SUPPLIED DATA:

------------------------------

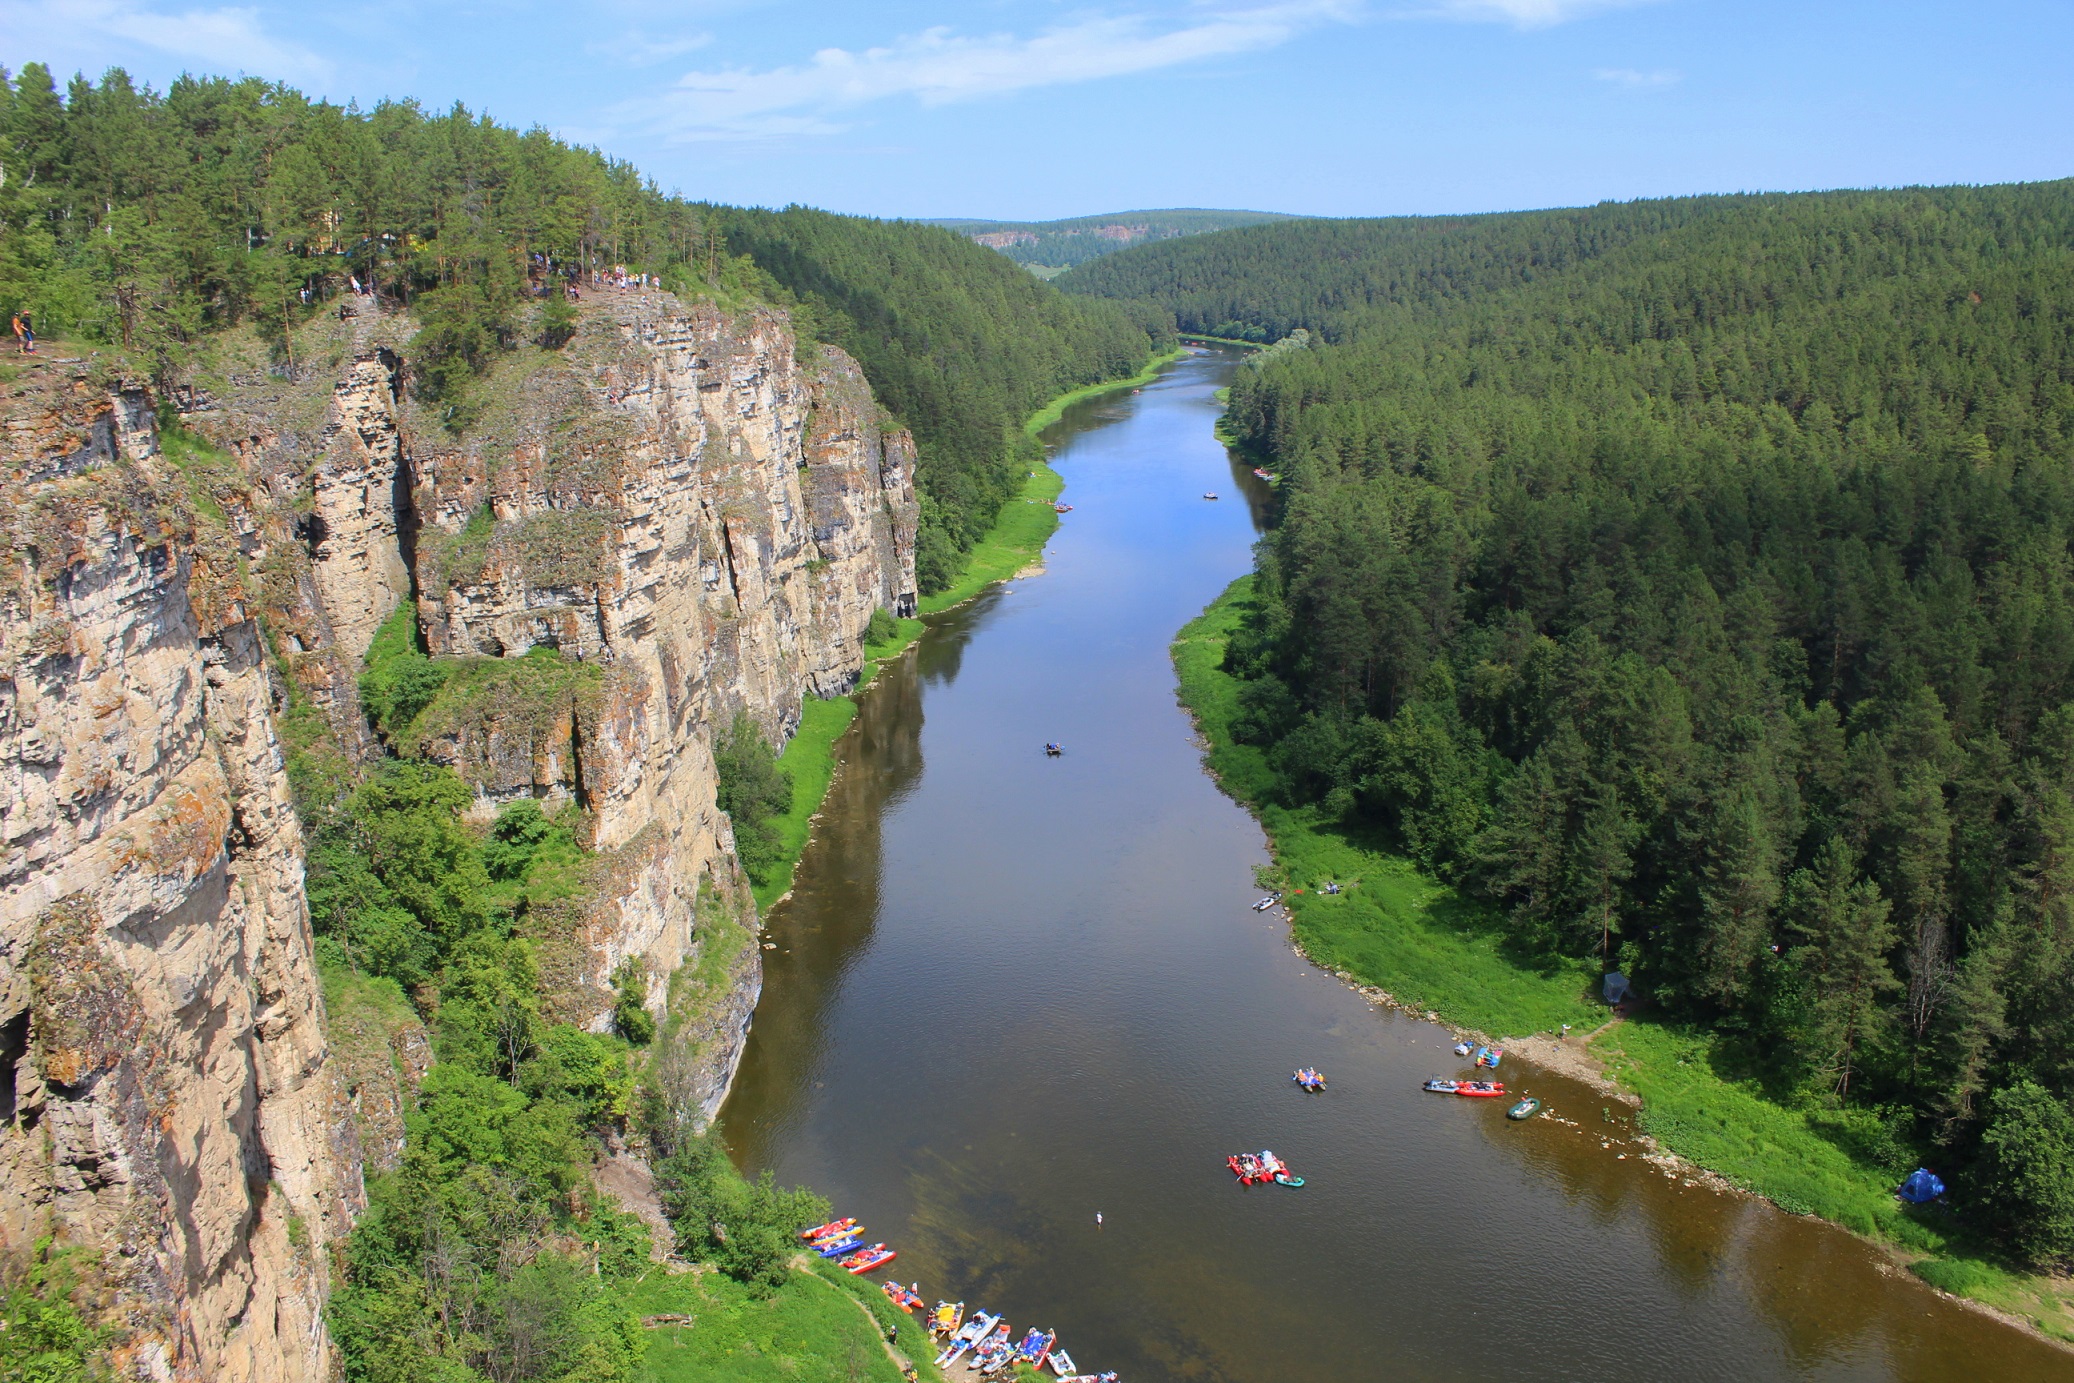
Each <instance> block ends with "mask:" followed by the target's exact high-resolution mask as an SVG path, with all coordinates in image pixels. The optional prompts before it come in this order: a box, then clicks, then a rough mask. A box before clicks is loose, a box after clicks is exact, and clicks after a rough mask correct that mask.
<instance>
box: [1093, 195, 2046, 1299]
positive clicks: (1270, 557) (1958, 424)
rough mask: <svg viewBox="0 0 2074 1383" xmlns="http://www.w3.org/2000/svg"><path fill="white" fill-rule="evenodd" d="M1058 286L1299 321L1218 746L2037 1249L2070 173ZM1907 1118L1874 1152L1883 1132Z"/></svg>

------------------------------

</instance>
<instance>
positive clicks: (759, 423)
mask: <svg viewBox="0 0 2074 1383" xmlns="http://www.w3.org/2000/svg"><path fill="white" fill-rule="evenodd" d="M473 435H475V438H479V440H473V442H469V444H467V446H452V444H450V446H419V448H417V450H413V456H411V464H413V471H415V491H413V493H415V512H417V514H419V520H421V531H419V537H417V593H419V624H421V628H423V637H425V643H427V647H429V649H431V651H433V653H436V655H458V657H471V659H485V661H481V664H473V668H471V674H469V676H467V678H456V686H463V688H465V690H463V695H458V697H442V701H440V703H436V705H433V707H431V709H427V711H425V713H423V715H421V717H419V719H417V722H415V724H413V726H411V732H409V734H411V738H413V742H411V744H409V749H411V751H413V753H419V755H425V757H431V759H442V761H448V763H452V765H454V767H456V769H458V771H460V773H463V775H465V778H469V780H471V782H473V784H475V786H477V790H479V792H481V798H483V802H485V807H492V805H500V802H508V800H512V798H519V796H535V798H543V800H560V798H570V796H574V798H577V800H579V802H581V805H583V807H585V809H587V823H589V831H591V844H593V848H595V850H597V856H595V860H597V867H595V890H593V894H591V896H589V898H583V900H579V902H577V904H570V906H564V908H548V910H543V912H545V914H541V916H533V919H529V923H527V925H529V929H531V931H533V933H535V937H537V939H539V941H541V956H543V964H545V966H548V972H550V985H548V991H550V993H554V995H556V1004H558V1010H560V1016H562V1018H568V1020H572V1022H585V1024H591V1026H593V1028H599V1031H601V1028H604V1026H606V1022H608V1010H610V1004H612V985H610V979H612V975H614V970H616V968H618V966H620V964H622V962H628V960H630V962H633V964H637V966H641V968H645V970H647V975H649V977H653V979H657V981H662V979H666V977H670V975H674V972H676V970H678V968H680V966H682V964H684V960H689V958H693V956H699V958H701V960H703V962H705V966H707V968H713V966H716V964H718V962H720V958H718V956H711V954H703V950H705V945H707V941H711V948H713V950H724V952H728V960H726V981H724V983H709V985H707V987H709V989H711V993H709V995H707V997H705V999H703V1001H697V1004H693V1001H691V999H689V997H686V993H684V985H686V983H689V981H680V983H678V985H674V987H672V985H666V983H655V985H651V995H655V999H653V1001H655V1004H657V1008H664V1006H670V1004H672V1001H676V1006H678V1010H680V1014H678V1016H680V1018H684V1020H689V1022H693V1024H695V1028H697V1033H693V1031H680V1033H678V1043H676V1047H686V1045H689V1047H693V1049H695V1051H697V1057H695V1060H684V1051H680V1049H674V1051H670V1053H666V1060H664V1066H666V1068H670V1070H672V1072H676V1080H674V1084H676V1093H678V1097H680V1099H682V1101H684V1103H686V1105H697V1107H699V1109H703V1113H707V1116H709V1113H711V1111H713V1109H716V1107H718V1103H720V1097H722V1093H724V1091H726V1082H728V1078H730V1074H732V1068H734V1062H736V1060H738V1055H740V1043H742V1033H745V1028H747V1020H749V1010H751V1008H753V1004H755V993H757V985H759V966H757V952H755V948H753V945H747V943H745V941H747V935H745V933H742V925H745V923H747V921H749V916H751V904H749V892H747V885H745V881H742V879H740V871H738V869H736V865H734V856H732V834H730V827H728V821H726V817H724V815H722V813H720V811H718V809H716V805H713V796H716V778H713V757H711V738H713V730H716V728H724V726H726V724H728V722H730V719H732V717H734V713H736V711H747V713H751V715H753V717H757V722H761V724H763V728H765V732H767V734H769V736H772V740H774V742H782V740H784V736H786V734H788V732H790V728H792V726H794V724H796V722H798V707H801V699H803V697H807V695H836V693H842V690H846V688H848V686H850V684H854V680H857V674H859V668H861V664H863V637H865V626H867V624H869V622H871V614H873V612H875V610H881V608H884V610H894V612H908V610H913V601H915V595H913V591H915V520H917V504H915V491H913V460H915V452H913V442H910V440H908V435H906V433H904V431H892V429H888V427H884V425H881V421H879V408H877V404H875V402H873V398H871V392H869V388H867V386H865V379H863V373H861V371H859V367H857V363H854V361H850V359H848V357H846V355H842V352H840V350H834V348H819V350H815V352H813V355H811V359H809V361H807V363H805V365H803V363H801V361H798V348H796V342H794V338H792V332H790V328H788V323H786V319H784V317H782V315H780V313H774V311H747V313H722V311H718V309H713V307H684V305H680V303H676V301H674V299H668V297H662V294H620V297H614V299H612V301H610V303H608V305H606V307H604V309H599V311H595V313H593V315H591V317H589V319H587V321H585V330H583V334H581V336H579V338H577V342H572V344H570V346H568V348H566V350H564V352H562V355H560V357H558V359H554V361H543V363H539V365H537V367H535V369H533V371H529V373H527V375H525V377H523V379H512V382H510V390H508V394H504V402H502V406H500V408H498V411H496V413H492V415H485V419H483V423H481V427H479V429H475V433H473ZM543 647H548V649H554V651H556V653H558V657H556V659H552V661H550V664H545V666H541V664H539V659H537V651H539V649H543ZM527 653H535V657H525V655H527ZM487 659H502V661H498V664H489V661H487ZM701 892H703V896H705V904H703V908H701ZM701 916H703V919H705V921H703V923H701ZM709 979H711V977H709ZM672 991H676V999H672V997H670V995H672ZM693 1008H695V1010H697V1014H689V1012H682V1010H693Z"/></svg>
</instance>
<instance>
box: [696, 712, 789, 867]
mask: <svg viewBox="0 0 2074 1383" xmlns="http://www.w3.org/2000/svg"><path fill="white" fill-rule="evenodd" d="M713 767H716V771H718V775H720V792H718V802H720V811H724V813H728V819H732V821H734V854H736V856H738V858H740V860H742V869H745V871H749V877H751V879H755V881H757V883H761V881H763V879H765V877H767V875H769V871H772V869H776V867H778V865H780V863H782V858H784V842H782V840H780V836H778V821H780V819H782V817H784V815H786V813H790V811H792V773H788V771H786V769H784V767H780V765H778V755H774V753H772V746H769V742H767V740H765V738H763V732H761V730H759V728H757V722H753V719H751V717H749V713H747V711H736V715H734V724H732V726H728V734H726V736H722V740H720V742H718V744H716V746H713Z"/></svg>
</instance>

------------------------------

Locate each line in the listing above that contains the string "rough", and copy those lines out in full.

Each <instance> block ends with "mask:" followed by the target's exact high-resolution mask as an SVG path, with all coordinates in image pixels. The optional prompts before it come in this order: a box, then clicks, then a rough mask. A box before clicks is loose, a box after clicks is exact, and clicks after a rough mask correct that mask.
rough mask: <svg viewBox="0 0 2074 1383" xmlns="http://www.w3.org/2000/svg"><path fill="white" fill-rule="evenodd" d="M1058 286L1299 321L1218 746L2037 1249L2070 173ZM1907 1118L1874 1152L1883 1132Z"/></svg>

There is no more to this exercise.